* **AIM OF THE TASK**
Output every record word for word.

* **Dataset records**
****

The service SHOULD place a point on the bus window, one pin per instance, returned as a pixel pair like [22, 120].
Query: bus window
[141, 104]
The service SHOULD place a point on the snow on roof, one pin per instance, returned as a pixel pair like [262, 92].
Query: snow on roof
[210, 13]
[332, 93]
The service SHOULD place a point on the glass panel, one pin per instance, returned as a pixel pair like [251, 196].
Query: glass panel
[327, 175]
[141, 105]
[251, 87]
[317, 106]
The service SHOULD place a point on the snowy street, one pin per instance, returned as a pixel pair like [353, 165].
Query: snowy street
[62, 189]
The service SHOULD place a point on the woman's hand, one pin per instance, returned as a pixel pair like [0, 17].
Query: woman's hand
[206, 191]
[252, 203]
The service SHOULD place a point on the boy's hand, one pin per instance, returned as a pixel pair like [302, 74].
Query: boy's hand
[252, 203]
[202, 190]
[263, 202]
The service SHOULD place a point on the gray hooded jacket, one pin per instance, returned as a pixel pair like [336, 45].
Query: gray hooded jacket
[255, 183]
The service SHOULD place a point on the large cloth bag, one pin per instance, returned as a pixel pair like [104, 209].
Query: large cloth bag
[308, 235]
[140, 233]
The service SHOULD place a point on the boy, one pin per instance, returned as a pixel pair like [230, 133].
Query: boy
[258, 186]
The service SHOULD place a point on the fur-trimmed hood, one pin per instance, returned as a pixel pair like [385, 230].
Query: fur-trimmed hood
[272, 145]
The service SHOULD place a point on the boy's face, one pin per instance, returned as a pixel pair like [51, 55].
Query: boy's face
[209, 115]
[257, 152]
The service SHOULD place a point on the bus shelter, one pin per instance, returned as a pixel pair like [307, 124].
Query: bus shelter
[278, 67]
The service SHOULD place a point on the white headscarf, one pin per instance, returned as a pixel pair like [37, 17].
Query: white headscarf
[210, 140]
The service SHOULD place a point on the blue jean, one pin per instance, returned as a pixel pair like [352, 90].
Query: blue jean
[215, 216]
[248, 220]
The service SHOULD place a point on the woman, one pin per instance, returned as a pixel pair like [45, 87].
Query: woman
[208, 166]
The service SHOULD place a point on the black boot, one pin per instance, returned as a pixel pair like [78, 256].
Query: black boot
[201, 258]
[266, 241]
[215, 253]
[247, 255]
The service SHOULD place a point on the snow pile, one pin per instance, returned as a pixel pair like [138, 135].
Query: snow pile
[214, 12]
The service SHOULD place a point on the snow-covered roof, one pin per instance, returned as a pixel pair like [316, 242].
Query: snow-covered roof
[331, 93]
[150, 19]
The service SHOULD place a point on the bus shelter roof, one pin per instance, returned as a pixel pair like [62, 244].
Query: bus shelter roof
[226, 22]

****

* **EXERCISE ANSWER**
The service SHOULD place a point on the bus window, one pin per instance, returned as a pixel pair like [22, 120].
Query: bus window
[141, 104]
The service SHOULD place a point on the snow on roof, one pin per instance, returned as a pixel pair like [262, 92].
Query: snow on roof
[210, 13]
[332, 93]
The service SHOULD place a point on the glass panel, one pin per instance, returned as a pixel pair like [251, 196].
Query: glass panel
[327, 175]
[141, 105]
[251, 87]
[317, 106]
The service SHOULD place a point on the snowy street, one pin per instance, returned as a pixel pair like [353, 165].
Query: snowy street
[62, 189]
The service SHOULD place a point on the woman's hand, one pin per instance, returned as a pixel pair like [0, 17].
Query: woman's hand
[206, 191]
[252, 203]
The service SHOULD place a point on the boy's hand, one pin per instance, returned as a pixel pair like [302, 74].
Query: boy's hand
[252, 203]
[202, 190]
[263, 202]
The service SHOULD place a point on the gray hooded jacket, one pin per instance, returned as a pixel pair like [336, 45].
Query: gray hooded jacket
[255, 183]
The service SHOULD place a point on the large cloth bag, one pin per instance, returned as a pixel pair like [104, 209].
Query: large cloth bag
[308, 235]
[140, 233]
The service SHOULD place a point on the boy, one pin per instance, returned as a pixel pair like [230, 133].
Query: boy
[258, 186]
The service SHOULD place a point on the fur-trimmed hood, one pin per instance, returned as a pixel pair like [385, 230].
Query: fur-trimmed hood
[272, 145]
The service SHOULD place a point on the boy's face, one pin per instance, returned as a pixel pair like [51, 55].
Query: boy's face
[209, 115]
[257, 152]
The service SHOULD place a point on the bus shelter, one pin per instance, returned as a pixel pair like [307, 124].
Query: bus shelter
[278, 67]
The service SHOULD place a point on the white headscarf, one pin per instance, returned as a pixel pair like [37, 17].
Query: white headscarf
[210, 140]
The service SHOULD place a point on the blue jean, one pin per instance, returned as a pixel pair like [352, 90].
Query: blue jean
[215, 216]
[248, 220]
The service SHOULD place a point on the woman, one pin per instance, returned as a pixel pair like [45, 87].
Query: woman
[208, 166]
The service SHOULD place a point on the black boot, one pin per instance, returned as a pixel pair like [78, 256].
Query: black boot
[201, 258]
[266, 241]
[215, 253]
[247, 255]
The service SHOULD place a point on the snow pile, one pin per instance, returned as a pixel pair like [138, 135].
Query: snow pile
[214, 12]
The service SHOULD place a point on the snow-covered roof, one pin per instance, returned as a pixel pair like [316, 242].
Query: snow-covered roof
[331, 93]
[150, 19]
The service SHOULD place a point on the bus shelter roof, one pin per instance, returned as a pixel pair like [62, 244].
Query: bus shelter roof
[226, 22]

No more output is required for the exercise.